It was for a baseball game, and a cookout with our family,
more than for the holiday.
But we, along with most of you,
took a day off work to celebrate the day
we declared independence from England, our motherland.
We look back on that milestone with fondness,
and rightly so.
A few pertinent historical details aside,
it’s safe to say that Independence Day
marks our coming of age as a country,
when we realized we were grown up,
and mature enough to be out on our own,
whether or not Mama England thought we were,
or liked it that we were.

Ever since then,
America has steadfastly upheld the ideal of . . . freedom.
We have made it our business in the world
to be a global defender of . . . freedom.
Nearly every war we have fought in our nation’s history
has been hailed as a battle to defend our . . . freedom,
or someone else’s freedom.

In the news recently, due to all the violence and chaos in Iraq,
we’ve been mulling over the war we fought in Iraq for 9 years
under the banner “Operation Iraqi Freedom.”
The government website for that war used to be
There is a great deal of doubt now, of course,
as to what sort of freedom was ever obtained,
either for Iraqis, or for ourselves,
when we count the staggering cost in human life and dollars,
and see how fragmented and violent life in Iraq continues to be.

Similar questions could be asked, in the aftermath of most wars.
What kind of freedom was gained? . . . for whom? . . . at what cost?
And what new bondage do we now have as a result?

Not only in war, but in other global enterprises,
Americans are renowned for trying to export freedom.
And on the home front, we have virtually worshipped at the altar
of this noble, but nebulous, cultural virtue of freedom.

Now, I will go on record as saying freedom is a very good thing.
I know God thinks so.
The Bible is full of freedom stories.
The most epic one being the Exodus.
God was, and is, all about granting freedom to those in bondage.
In Luke 4:18 Jesus declared that his mission on earth was
proclaim release to the captives, to let the oppressed go free.

So do not think that I’m either anti-American or anti-freedom.
I want us all, people of all kinds, all over the world,
to be the most healthy, joyful, and liberated
citizens of the world,
and citizens of the realm of God.

But I do want to raise some troubling questions about freedom,
at least, as we often define it.
Because as followers of Jesus,
if we’re going to be true to God’s vision of human freedom . . .
we have be a little suspicious
of our Western culture’s vision of freedom.

We in the West have made freedom a virtual absolute,
the “be all” and “end all” of human existence.
We have come to believe that for the human being
to fulfill its greatest potential,
it has to be utterly free to be and to do,
whatever it wishes to be and to do.
The one and only limit to my freedom,
is that I can’t trample on someone else’s freedom.

As a moral principle,
that seems a little short-sighted.
The Declaration of Independence,
which we just celebrated,
insists, rightly, that all people were created equal,
and that our Creator endowed us with certain human rights.

[Photo-based point labeling data]
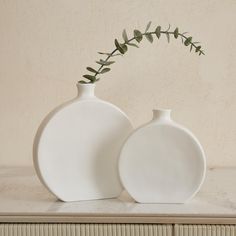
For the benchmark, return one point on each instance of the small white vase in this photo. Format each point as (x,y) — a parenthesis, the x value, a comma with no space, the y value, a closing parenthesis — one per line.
(162,162)
(77,146)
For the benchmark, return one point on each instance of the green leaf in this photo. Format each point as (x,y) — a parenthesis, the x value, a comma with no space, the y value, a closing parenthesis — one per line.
(158,32)
(191,47)
(149,37)
(176,33)
(124,47)
(104,63)
(92,78)
(133,45)
(168,37)
(104,53)
(104,70)
(118,47)
(124,35)
(188,41)
(148,26)
(198,48)
(138,36)
(91,69)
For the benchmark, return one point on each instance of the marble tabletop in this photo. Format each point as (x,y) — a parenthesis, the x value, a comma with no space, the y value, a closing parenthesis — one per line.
(24,199)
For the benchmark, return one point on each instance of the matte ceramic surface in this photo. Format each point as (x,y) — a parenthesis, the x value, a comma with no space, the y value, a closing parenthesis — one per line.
(162,162)
(77,146)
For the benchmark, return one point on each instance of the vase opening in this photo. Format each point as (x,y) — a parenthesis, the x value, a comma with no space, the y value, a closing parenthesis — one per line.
(85,90)
(161,114)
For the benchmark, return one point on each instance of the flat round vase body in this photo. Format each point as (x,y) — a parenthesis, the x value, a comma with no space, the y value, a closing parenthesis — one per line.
(162,162)
(77,146)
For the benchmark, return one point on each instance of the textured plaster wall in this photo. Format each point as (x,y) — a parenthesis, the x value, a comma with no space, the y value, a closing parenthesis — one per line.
(45,46)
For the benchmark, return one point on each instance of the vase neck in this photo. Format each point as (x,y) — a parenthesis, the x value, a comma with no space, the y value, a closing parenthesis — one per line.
(85,90)
(161,115)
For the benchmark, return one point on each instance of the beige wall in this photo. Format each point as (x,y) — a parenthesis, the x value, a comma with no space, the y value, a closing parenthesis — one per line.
(45,46)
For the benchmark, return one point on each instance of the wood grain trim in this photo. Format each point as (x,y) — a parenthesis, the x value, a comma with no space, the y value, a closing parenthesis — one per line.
(114,219)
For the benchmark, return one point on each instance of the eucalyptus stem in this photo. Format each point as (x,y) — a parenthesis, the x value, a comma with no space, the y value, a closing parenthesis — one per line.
(122,48)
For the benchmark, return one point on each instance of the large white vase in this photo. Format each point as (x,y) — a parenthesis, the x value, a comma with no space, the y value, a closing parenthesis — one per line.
(162,162)
(77,146)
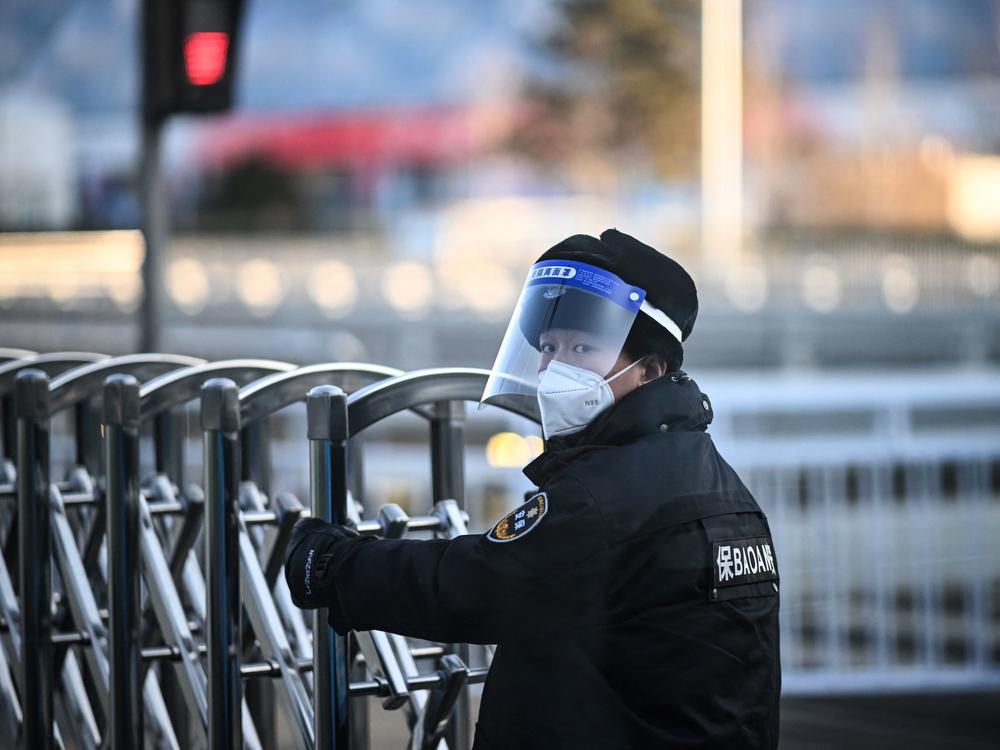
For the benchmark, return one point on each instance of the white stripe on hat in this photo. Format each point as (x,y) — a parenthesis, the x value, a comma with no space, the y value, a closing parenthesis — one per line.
(662,318)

Work to complete.
Resume the sermon on freedom, starting right after its last line.

Answer to this problem.
But what it doesn’t give us,
is the deeper theological implications,
of having been created and sustained by God.
I wouldn’t expect it to.
It was a political statement, not a theological statement.

So let me add to it,
from our Judeo-Christian theology of creation.
As created beings,
we are utterly de-pendent on our Creator for all that we are,
and we are responsible to our Creator for all that we do.
The fact that our Creator gave us free will,
does not take away our moral obligation to our Creator.
I am morally responsible to God, for the way I live my life,
because that life was given to me by God.
God my Creator, still has a claim on me.
I cannot under-emphasize how much that shapes how I live.

God, who created all things, and whose character is love,
longs to be in relationship with us,
longs to be reconciled with us,
and longs for us to exist together in reconciled community.
God’s fullest intention and desire for us,
is that we find wholeness as individuals in community.

If we make individual freedom an absolute value,
with the only limit being,
not to violate someone else’s individual freedom,
we undermine the value of community
at the heart of the creation story.

I suggest that instead, we start with the creation story
and say that the only absolute value worth dying for
is fulfilling God’s intention for us as a people
created in communion with each other,
with God, and with Creation.

That makes a world of difference in our ethics, I think.

That’s what Paul was getting at here in Romans.
You may find it helpful to follow along in Romans, ch. 6, vs. 15-23.
Paul talked a lot about freedom in his letters to churches,
including Romans.
It was a favorite theme.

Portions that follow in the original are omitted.